DIRECTION » State how many lines of the records below contain the word "jacket", treating uppercase and lowercase letters as distinct, and give only that number.

PROVIDED RECORDS »
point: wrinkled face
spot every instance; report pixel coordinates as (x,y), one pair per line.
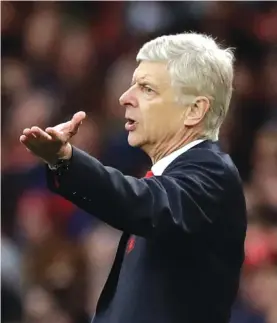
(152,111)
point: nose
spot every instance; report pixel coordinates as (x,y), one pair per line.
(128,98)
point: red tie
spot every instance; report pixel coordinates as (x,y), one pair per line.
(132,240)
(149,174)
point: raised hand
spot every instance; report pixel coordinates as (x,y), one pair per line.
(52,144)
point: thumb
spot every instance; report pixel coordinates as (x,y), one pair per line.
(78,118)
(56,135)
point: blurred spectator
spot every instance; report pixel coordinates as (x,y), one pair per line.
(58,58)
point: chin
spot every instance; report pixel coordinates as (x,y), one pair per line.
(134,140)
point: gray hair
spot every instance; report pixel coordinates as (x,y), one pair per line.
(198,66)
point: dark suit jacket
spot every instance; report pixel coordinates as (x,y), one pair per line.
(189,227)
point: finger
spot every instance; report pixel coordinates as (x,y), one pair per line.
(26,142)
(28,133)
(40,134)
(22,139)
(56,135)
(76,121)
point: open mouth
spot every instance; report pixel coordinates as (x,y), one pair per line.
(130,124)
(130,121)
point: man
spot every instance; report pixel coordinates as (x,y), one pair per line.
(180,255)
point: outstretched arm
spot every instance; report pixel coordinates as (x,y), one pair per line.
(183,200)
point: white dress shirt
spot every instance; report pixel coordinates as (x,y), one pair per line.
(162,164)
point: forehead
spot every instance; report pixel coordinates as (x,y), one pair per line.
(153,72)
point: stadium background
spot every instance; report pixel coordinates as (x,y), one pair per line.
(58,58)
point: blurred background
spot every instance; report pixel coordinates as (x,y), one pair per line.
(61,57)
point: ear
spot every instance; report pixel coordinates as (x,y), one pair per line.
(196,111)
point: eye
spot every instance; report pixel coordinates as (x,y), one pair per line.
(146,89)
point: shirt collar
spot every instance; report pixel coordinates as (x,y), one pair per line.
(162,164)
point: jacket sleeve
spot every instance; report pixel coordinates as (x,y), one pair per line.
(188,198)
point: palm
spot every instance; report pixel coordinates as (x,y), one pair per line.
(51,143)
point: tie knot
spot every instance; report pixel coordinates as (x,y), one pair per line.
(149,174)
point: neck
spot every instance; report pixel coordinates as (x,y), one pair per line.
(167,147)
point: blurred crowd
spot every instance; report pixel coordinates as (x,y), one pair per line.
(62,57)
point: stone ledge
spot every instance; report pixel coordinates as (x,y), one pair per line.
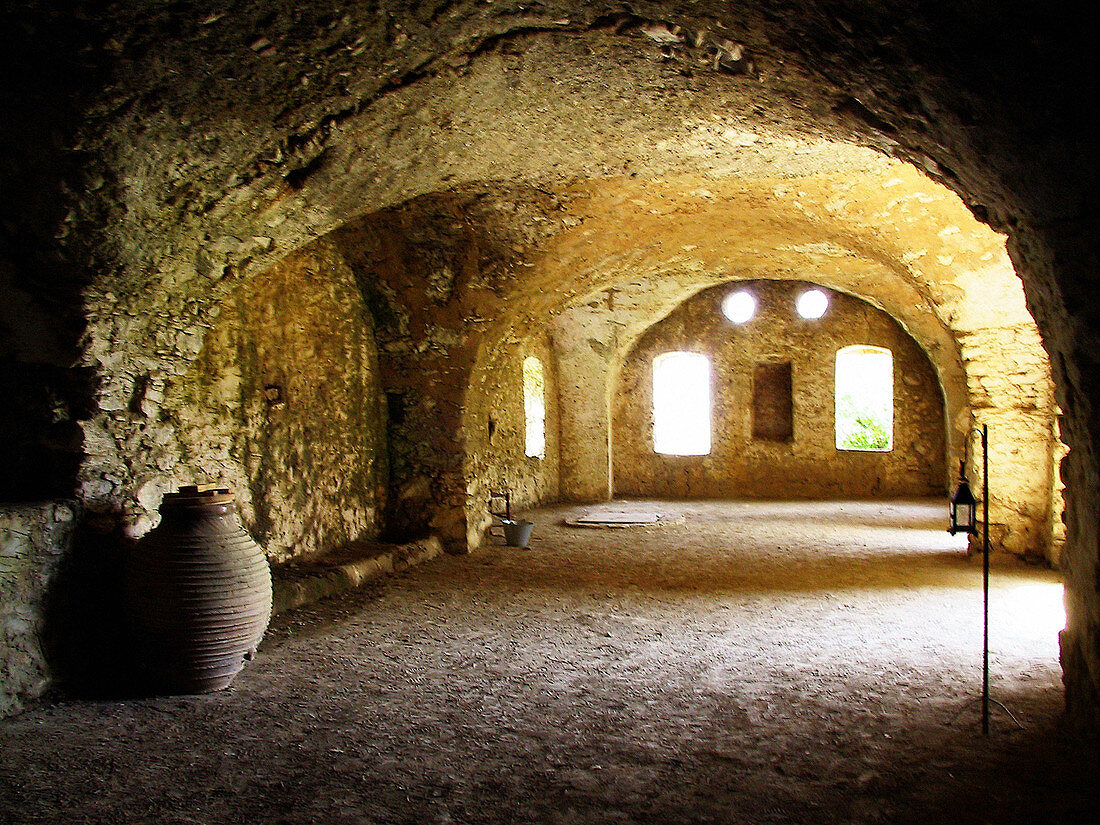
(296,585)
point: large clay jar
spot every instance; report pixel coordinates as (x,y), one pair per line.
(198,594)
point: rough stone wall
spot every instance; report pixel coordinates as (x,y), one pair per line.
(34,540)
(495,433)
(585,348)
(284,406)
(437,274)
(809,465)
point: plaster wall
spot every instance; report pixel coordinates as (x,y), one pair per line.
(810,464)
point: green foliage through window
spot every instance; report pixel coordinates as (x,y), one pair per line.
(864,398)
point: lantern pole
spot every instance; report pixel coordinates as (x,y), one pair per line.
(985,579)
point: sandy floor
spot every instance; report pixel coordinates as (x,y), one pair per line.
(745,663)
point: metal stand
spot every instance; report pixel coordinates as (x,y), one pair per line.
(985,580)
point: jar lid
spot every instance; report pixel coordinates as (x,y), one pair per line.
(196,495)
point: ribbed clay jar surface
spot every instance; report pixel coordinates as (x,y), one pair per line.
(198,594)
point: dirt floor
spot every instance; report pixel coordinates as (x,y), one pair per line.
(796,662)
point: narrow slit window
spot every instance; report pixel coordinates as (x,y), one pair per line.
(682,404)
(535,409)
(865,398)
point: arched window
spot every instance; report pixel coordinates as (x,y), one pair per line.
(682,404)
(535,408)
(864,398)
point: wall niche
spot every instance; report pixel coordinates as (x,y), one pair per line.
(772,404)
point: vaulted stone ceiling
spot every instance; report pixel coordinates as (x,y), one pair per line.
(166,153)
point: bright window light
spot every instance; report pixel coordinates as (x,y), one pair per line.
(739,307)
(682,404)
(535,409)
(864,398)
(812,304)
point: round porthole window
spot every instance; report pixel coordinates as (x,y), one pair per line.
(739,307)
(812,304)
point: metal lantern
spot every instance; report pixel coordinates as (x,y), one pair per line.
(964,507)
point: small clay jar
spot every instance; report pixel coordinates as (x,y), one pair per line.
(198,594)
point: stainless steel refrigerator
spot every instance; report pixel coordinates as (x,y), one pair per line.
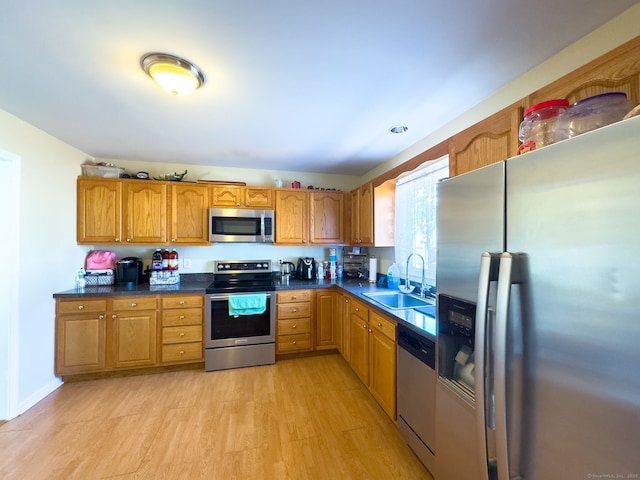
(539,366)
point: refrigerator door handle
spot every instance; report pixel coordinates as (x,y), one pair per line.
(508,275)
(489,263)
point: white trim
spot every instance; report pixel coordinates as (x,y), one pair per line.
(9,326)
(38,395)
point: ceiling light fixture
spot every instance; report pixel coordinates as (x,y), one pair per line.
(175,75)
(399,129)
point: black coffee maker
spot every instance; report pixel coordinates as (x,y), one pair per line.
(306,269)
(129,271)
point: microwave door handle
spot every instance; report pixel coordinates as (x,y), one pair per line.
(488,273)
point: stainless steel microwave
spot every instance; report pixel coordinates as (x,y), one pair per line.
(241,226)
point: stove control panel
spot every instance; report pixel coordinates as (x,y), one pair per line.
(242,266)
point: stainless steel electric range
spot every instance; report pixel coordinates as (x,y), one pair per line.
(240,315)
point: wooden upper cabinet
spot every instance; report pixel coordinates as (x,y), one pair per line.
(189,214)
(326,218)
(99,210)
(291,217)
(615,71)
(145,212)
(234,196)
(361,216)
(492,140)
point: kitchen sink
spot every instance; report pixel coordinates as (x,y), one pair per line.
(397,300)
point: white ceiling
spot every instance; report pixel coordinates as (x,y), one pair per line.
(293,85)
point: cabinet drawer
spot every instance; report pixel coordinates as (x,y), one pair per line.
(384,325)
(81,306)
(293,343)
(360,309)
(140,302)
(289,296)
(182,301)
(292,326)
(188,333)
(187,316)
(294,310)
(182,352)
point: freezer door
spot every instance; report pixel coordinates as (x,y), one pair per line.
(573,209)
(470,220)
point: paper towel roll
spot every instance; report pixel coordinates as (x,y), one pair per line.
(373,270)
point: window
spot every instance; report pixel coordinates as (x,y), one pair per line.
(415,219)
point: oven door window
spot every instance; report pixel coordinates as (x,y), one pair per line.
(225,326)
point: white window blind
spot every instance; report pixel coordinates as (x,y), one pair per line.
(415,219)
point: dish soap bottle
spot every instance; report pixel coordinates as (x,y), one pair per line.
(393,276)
==
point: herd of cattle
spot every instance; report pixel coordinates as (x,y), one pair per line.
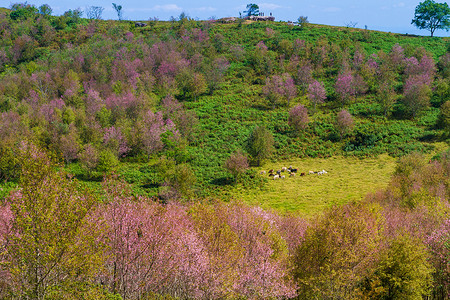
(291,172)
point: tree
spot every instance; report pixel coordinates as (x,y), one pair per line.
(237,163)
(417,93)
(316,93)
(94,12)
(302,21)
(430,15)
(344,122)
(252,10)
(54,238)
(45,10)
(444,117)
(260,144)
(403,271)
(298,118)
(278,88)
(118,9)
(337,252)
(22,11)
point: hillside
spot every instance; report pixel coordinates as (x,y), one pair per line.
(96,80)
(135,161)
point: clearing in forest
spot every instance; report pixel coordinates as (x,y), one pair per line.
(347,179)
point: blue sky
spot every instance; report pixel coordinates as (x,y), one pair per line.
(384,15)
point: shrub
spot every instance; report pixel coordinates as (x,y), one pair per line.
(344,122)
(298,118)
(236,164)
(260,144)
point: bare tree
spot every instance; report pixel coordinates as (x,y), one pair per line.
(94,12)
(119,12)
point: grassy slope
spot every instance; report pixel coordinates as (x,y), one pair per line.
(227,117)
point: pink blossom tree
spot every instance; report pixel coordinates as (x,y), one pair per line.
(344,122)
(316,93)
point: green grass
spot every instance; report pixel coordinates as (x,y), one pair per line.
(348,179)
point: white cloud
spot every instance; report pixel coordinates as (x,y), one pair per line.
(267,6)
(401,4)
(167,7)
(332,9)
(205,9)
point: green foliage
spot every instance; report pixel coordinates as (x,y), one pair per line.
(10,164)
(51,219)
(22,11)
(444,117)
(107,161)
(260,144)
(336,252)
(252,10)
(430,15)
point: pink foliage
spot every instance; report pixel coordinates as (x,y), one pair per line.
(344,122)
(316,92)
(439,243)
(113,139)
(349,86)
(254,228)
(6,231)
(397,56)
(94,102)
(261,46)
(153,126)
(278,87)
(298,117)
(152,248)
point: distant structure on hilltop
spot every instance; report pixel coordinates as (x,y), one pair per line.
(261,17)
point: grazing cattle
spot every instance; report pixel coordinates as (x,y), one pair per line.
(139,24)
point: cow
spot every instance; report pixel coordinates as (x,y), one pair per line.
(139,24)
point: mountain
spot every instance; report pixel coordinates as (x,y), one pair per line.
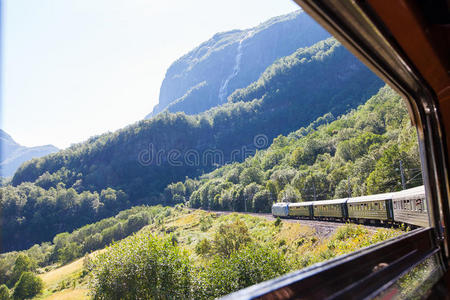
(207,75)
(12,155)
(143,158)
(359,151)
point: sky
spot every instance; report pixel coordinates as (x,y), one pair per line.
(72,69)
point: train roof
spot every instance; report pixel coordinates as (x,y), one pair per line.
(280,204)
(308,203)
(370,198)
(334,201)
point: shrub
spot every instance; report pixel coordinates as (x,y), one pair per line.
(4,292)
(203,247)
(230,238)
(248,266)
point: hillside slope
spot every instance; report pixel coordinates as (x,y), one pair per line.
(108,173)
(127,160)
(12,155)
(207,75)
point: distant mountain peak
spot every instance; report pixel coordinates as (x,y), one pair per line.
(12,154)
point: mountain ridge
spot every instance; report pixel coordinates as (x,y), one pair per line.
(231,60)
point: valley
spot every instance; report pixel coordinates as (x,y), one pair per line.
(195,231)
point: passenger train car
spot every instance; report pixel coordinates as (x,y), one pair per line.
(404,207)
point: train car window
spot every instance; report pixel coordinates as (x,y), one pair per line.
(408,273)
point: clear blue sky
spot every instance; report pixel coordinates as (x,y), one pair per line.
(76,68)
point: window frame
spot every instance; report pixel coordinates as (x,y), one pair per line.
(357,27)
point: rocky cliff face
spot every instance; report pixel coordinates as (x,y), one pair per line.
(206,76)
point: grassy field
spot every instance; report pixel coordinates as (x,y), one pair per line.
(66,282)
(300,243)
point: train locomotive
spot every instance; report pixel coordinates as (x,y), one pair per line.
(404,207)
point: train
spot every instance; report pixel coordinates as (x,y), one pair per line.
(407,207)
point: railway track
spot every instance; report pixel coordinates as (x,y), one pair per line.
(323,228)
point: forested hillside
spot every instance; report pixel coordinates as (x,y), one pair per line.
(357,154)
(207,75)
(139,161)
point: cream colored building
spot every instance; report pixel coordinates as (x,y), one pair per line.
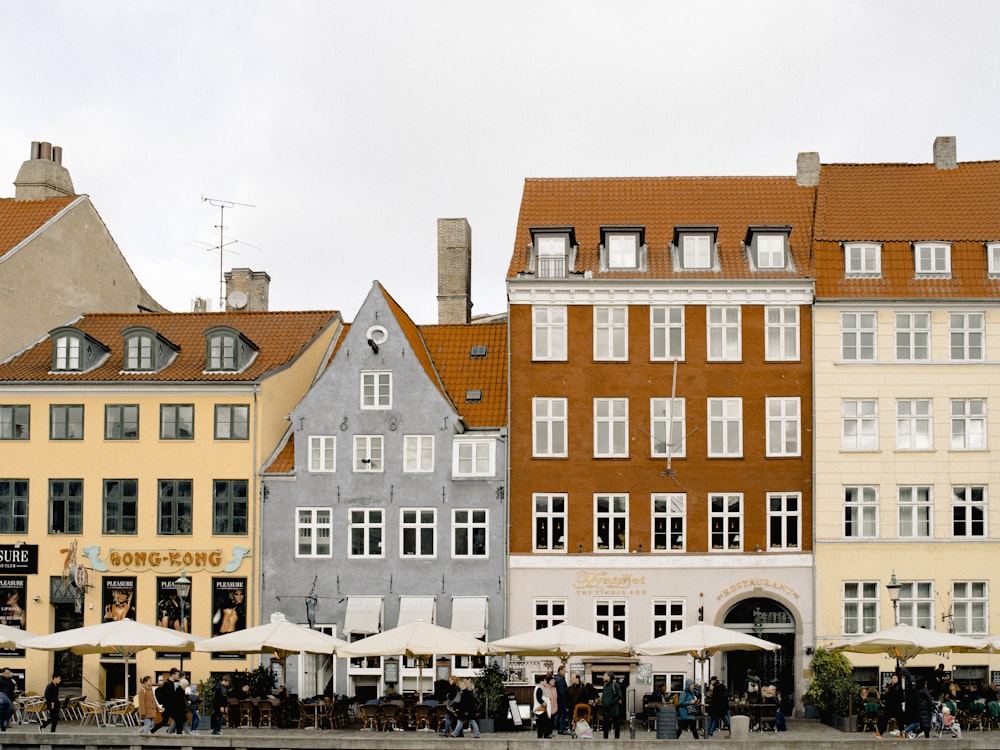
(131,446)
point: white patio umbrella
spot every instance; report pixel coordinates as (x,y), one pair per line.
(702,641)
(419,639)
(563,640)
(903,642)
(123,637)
* * *
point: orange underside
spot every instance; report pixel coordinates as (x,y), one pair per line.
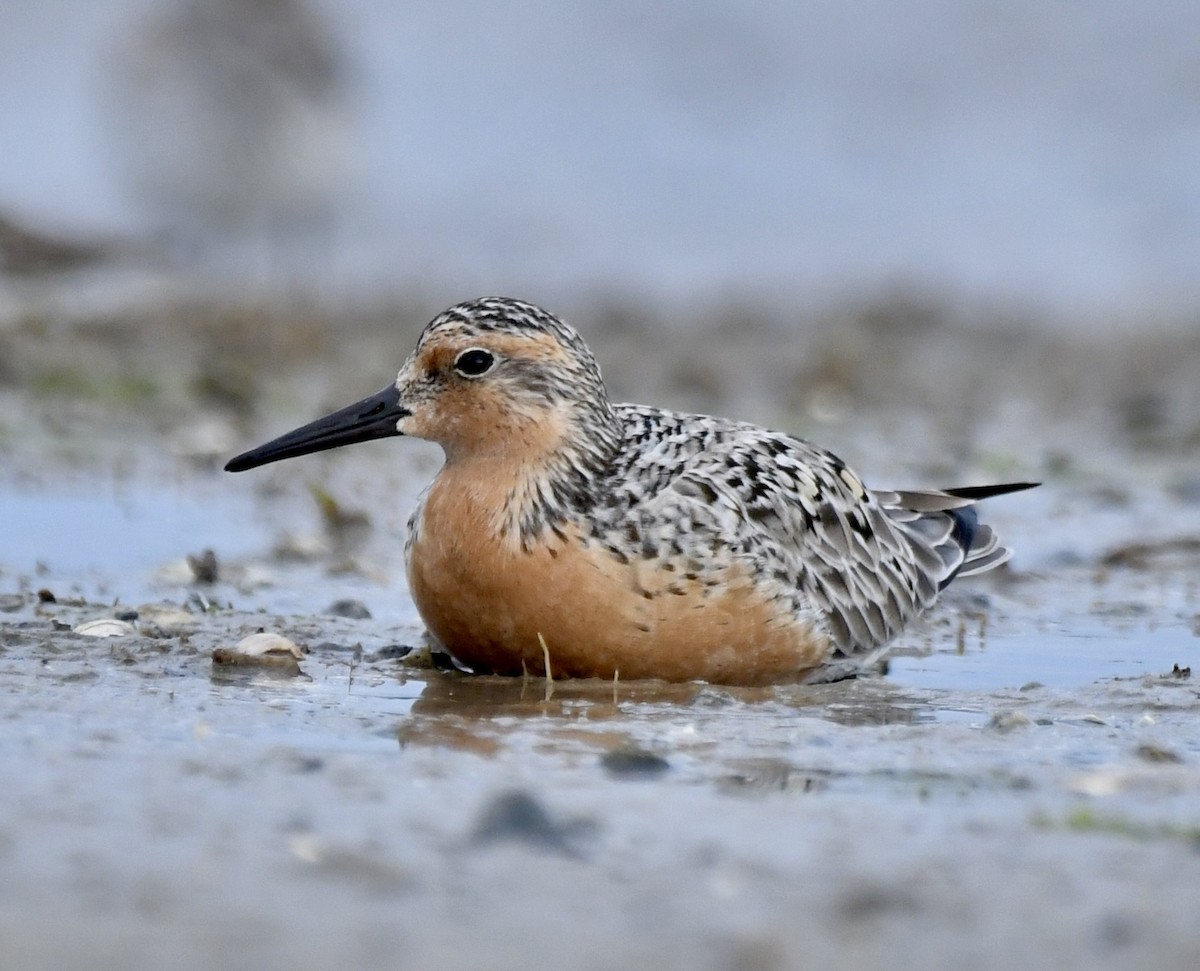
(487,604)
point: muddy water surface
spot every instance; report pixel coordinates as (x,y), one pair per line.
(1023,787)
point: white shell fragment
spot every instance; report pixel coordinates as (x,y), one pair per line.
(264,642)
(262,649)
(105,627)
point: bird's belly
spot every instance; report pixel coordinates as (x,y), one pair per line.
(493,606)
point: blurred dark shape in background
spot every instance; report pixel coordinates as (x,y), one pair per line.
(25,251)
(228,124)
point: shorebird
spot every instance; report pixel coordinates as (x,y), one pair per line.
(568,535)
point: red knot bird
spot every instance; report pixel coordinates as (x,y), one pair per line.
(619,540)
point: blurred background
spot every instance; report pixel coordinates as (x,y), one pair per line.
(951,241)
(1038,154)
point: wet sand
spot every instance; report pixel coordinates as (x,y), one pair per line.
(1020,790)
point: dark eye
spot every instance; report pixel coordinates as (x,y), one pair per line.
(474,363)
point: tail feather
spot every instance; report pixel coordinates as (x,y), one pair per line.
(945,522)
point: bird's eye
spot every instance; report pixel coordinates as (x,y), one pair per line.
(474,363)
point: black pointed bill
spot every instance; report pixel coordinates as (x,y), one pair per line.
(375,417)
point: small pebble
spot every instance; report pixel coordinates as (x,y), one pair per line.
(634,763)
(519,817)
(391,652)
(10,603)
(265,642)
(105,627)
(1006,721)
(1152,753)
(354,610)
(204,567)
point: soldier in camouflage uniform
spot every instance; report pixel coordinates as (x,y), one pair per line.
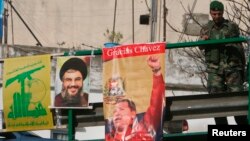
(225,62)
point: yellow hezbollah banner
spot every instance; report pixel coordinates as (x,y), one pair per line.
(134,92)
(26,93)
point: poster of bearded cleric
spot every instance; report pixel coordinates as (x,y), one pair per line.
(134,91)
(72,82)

FINAL RESULT » 2